Rewrite all of the items below, changing every "mark each with a point" to "place a dot on each" and leaving the rest of each line untouched. Leave the pictures out of your answer.

☆ ☆ ☆ ☆ ☆ ☆ ☆

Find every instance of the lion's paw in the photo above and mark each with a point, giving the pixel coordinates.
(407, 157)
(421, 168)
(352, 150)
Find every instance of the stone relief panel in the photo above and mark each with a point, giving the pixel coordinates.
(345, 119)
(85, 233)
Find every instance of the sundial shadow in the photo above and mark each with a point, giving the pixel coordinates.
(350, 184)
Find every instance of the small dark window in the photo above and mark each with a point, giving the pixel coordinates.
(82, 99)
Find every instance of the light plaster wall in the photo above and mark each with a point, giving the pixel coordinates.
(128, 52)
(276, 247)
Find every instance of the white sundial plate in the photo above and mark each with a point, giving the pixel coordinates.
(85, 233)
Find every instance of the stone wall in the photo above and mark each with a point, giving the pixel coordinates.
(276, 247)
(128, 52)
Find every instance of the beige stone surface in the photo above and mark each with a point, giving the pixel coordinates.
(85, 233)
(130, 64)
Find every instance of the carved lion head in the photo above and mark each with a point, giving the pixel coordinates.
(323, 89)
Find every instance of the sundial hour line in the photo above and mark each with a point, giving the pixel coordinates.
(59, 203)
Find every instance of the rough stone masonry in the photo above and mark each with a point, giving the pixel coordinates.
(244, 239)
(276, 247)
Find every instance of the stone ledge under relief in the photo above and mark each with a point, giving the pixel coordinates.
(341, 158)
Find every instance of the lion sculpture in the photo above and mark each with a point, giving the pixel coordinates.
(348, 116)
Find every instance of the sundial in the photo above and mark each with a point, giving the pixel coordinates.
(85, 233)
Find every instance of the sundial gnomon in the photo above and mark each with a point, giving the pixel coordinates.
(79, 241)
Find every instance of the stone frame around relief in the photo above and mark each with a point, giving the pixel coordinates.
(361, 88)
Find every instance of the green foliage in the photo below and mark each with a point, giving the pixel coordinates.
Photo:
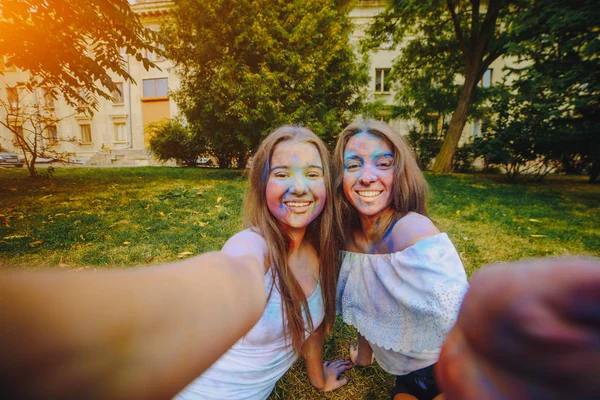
(520, 138)
(464, 158)
(442, 43)
(425, 145)
(105, 217)
(561, 81)
(73, 47)
(250, 66)
(171, 140)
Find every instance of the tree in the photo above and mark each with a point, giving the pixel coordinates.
(172, 140)
(33, 126)
(248, 66)
(441, 41)
(73, 48)
(520, 137)
(561, 79)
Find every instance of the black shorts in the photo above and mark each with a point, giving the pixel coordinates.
(420, 383)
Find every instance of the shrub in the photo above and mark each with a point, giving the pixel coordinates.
(426, 146)
(172, 140)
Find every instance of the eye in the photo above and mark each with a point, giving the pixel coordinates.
(352, 166)
(385, 163)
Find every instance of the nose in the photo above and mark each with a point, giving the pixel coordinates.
(367, 176)
(299, 186)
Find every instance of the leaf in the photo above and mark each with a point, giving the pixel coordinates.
(184, 254)
(16, 237)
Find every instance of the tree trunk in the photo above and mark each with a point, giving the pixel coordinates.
(443, 161)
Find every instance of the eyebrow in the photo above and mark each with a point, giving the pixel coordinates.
(288, 167)
(390, 155)
(352, 157)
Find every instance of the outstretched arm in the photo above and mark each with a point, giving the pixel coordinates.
(529, 329)
(322, 375)
(141, 333)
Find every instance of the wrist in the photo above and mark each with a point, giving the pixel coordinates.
(317, 382)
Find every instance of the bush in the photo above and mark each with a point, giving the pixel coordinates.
(464, 158)
(426, 146)
(171, 140)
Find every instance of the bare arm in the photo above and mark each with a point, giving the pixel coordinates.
(322, 375)
(528, 329)
(142, 333)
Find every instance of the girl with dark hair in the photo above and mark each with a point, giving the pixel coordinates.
(401, 280)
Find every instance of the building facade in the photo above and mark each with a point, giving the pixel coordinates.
(115, 134)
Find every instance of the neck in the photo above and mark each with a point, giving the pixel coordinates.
(374, 227)
(297, 237)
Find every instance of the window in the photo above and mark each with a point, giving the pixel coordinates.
(4, 66)
(152, 56)
(480, 127)
(486, 79)
(382, 80)
(118, 94)
(155, 87)
(86, 133)
(120, 132)
(388, 42)
(52, 133)
(48, 98)
(18, 131)
(83, 101)
(12, 95)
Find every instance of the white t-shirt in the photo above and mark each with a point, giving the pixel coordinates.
(250, 369)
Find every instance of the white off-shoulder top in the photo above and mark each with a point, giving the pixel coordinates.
(403, 303)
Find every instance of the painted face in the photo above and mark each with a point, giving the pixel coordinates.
(368, 174)
(296, 191)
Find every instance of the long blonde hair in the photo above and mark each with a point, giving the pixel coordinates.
(409, 190)
(322, 233)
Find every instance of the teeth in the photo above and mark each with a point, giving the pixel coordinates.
(297, 203)
(369, 193)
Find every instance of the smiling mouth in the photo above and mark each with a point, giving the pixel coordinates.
(298, 204)
(369, 193)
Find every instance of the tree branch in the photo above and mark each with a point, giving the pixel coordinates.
(457, 29)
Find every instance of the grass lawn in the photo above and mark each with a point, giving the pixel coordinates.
(96, 218)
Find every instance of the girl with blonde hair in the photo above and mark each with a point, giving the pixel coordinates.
(291, 231)
(401, 280)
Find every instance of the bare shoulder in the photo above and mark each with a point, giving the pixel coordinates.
(410, 229)
(247, 243)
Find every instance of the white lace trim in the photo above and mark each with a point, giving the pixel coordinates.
(405, 301)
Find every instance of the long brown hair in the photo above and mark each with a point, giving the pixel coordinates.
(322, 233)
(409, 190)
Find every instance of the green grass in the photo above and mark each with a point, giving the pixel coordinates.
(99, 218)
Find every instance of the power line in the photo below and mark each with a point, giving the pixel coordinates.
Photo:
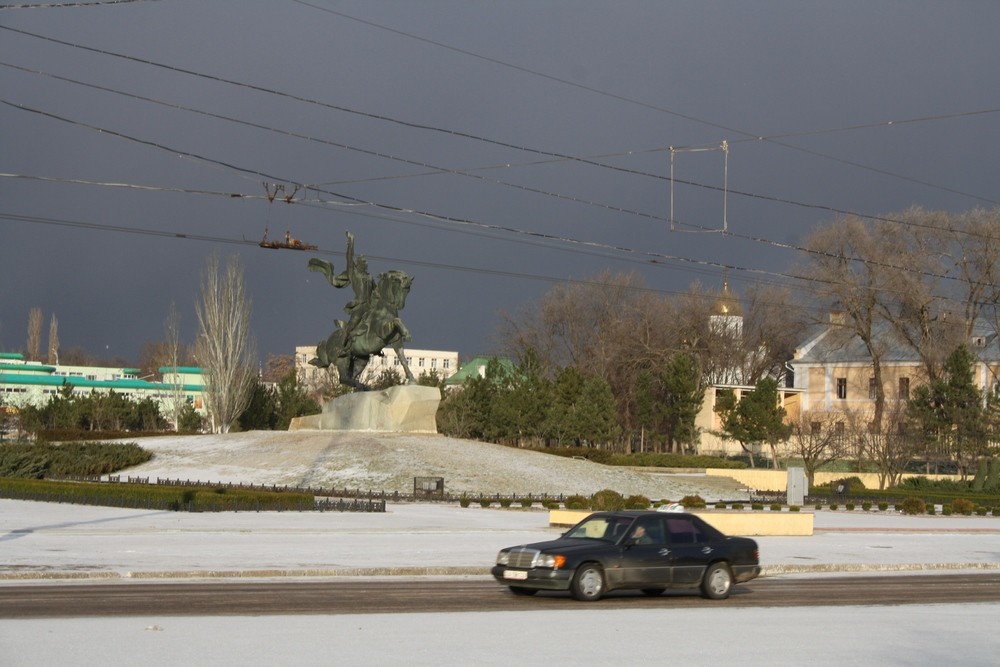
(64, 5)
(561, 156)
(468, 172)
(655, 257)
(749, 136)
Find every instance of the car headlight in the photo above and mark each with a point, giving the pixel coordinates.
(555, 561)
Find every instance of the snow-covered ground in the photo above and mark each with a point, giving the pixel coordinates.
(389, 462)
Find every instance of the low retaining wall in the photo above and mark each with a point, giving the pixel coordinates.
(777, 480)
(735, 522)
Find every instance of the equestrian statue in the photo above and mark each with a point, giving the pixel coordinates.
(373, 321)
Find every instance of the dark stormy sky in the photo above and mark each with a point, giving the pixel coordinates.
(488, 149)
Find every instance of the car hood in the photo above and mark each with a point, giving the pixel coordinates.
(563, 545)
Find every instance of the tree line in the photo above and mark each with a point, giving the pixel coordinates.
(610, 363)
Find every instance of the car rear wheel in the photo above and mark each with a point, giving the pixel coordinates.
(718, 582)
(588, 583)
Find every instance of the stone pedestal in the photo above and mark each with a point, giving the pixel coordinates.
(401, 409)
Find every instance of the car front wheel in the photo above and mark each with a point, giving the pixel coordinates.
(718, 582)
(588, 583)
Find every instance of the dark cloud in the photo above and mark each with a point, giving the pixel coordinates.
(431, 130)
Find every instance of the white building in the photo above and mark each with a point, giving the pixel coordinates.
(24, 382)
(441, 363)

☆ ☆ ☆ ☆ ☆ ☆ ☆

- [Written answer]:
Find every instance of the lion's paw in the photo above and place a dot on each, giving the pixel coordinates.
(407, 157)
(421, 168)
(352, 150)
Find every instance of the stone relief panel in the photo above and place a dot on each, giving the pixel coordinates.
(345, 119)
(85, 233)
Find every instance of the sundial shadow in the photo above and place a dot on each, giving the pixel coordinates.
(350, 184)
Find every instance of the small dark window in the photo above and place a dot on each, giving the pixel coordinates.
(82, 99)
Find every instance of the light plaster wall in the photo above and place a dot on each, giving the pixel coordinates.
(128, 52)
(276, 247)
Find every instance of the white sundial plate in the photo above and place a dot on each, giving the pixel coordinates.
(85, 233)
Find every instance of the stone wall in the photo above and place a dot on each, giving the pixel coordinates.
(276, 247)
(128, 52)
Find every instance of the beige stone surface in the photo above and place a dot on each, giving the pixel coordinates.
(85, 233)
(130, 64)
Find every instance of the carved lion head in the photo above and place a dot on each, giving the pixel coordinates.
(323, 89)
Find every instance of the sundial hour line in the photo above and place a dot on each, giving the pixel coordinates.
(59, 203)
Find every instance of the rough stone masonry in the photo above and place a dot on each, giving the pixel coordinates.
(244, 239)
(276, 247)
Find every instance of the stone ledge under relief in the photo above and place a dot on each, giving the pixel coordinates.
(341, 158)
Find every instance of the lion sculpture in the photo above and place a dot on each, giving the pixel coordinates.
(348, 116)
Find every instance of the sundial in the photo above and place a dot on each, giving the pixel coordinates.
(85, 233)
Find every instance of the sundial gnomon in the photo above and place a dot on each, giving the pixel coordinates.
(79, 241)
Find every instance of the stone frame around relief in the photo above and place a dot on each, giving the pixel coordinates.
(361, 88)
Find every instance of the green foliage in the photo below and place a dot on each, giving the pixel coordinates.
Photo:
(520, 138)
(464, 158)
(442, 43)
(425, 145)
(105, 217)
(561, 81)
(73, 47)
(250, 66)
(171, 140)
Find every instance of the tree in the photo above and place a dot on each, giving the pixel coordinates.
(172, 140)
(33, 126)
(248, 66)
(441, 41)
(73, 48)
(520, 137)
(561, 79)
Find every instance of the black shorts in the photo above and place a dot on each, giving the pixel coordinates.
(420, 383)
Find every instance of the shrub in the photo above and place a dot on each, giving the pixel coordinates.
(426, 146)
(172, 140)
Find every instance of the eye in the photo above and place a dot on each, giving the pixel coordinates.
(352, 166)
(385, 163)
Find every instance of the nose in the photo above and place a dot on each, giving the pixel coordinates.
(367, 176)
(299, 186)
Find every instance of the leaf in the photo above and place a dot on each, giving the pixel coordinates.
(184, 254)
(16, 237)
Find every instance of the tree trunk in the photo above and place a dot on each, giving the pixel coordinates.
(443, 161)
Find every instance of the eyebrow in the photo above and place a dot on each, giving the pixel coordinates.
(288, 167)
(390, 155)
(352, 157)
Find every instance of the outstretched arm in the photo above and place a dot on each, giving the pixel coordinates.
(529, 329)
(322, 375)
(141, 333)
Find every instance of the wrist in the photo above and place a dot on each, giving the pixel coordinates.
(317, 382)
Find every instance of the bush in the photo above and place a dot on each, giving the pixel coordinates.
(464, 158)
(426, 146)
(171, 140)
Find every instance of the bare arm in the photo above and place a dot on each, giving the pixel coordinates.
(322, 375)
(528, 329)
(142, 333)
Find every instance of the girl with dark hair in the photo above and place a dot on each, giving the pixel coordinates.
(401, 280)
Find every instance of the building facade in the photo above and place a dot on each, giving the pixel coordinates.
(115, 134)
Find every instance of the neck in the photo above and place a dot on each, giving the pixel coordinates.
(374, 227)
(297, 237)
Find every instance of the window in the photo above and place a dot on each, giving the pixel coordinates.
(4, 66)
(152, 56)
(480, 127)
(486, 79)
(382, 80)
(118, 94)
(155, 87)
(86, 133)
(120, 132)
(388, 42)
(52, 133)
(48, 98)
(18, 131)
(83, 101)
(12, 95)
Find every instance of the white t-shirt in the photo above and place a dot on each, giving the pixel coordinates.
(250, 369)
Find every instance of the white off-shoulder top in the photo above and place a dot on each, giving the pixel coordinates.
(403, 303)
Find every instance of the painted face in the photo above and place a dot on each, giving the pixel coordinates.
(368, 174)
(296, 191)
Find every instance of the long blonde hair in the photo above and place a dot on each, giving the pixel coordinates.
(409, 190)
(322, 233)
Find every instance of the teeth in the photo above and place a dot on each, giving the pixel coordinates.
(297, 203)
(369, 193)
Find every instance of the smiling mouth in the photo above and place a dot on each, giving the pixel coordinates.
(298, 204)
(369, 193)
Find every instance of the tree branch in the photo above and place a dot on each, giving the pixel coordinates.
(457, 29)
Find every instance of the grass lawn in the photo above and place a dot on each, giving the pixel coordinates.
(96, 218)
Find every instance of the girl with blonde hair in the photo above and place a dot on each, giving the pixel coordinates.
(291, 231)
(401, 280)
Find every instance of the bare shoulder in the photo above and place a dot on each, giving the pixel coordinates.
(410, 229)
(247, 243)
Find every instance of the white lace trim in the photo above and place a dot on each, giving the pixel coordinates.
(405, 301)
Find every instance of the long brown hair in the photo above and place a dot on each, giving the pixel coordinates.
(322, 233)
(409, 190)
Find every instance of the green grass in the photo above and place a dot on each, giving the pixel coordinates.
(99, 218)
Find every instance of the power line in the photo below and place a dot on each, giving the pixel coordinates.
Photo:
(64, 5)
(561, 156)
(468, 172)
(655, 257)
(749, 136)
Find every instance of the car headlight in the photo above and place a dot on each, giving the pixel coordinates.
(555, 561)
Find every instance of the snow-covered ground in the photo above and place a dot on each, giving the pixel coordinates.
(389, 462)
Find every instance of the low retaining wall in the photo above and place a dot on each, giving the pixel coordinates.
(777, 480)
(735, 522)
Find every instance of the equestrian statue in the photo above and place a dot on each, giving the pixel coordinates.
(373, 321)
Find every instance of the dark stormy sky in the photo above and place a dot on each, giving the pixel coordinates.
(488, 149)
Find every instance of the car hood in the photo above and place a dot on each, giving the pixel coordinates.
(563, 545)
Find every instance of the tree line in the photo above and place a dot on each, giving the pixel coordinates.
(610, 363)
Find every instance of the car rear wheel in the photo above and place a dot on each, giving the pixel coordinates.
(718, 582)
(588, 583)
Find every instance of the stone pedestal in the photo above and place a dot on each, giving the pixel coordinates.
(401, 409)
Find every instance of the car front wheel in the photo above and place a dot on each, giving the pixel coordinates.
(718, 582)
(588, 583)
Find every instance of the dark cloud in the photo above and place a dot on each, giving the pixel coordinates.
(431, 130)
Find every instance of the white building in the photo above and place a dot on each, giving the pixel coordinates.
(24, 382)
(441, 363)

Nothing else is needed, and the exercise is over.